WHAT IS NEEDED: Give the lines of the records from the line with "Where can you find the fallen" up to and including the line with "point(796, 917)" as a JSON list of strings, one string per line, with blank lines left out.

[Photo-based point labeling data]
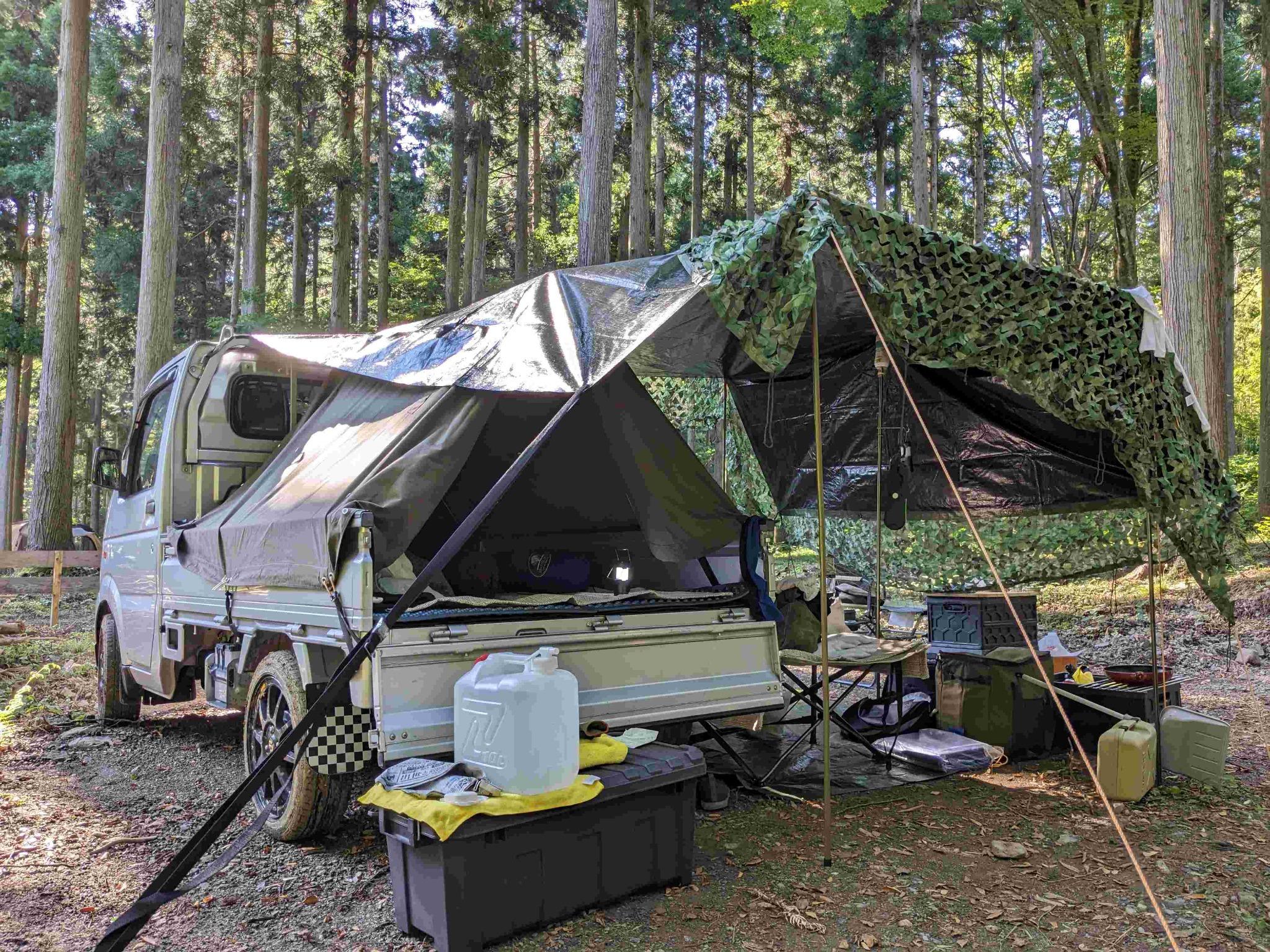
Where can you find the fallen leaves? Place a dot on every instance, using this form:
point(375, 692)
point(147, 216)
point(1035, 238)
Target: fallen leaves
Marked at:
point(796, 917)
--
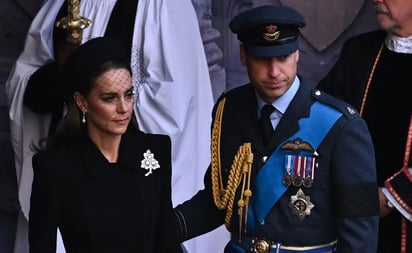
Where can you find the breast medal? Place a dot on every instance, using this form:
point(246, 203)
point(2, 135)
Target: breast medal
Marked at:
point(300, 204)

THE RESULT:
[
  "Where can you find the fallen leaves? Place a dot on every instance, using this form:",
  "point(375, 692)",
  "point(147, 216)",
  "point(1035, 238)",
  "Target: fallen leaves",
  "Marked at:",
  "point(796, 917)"
]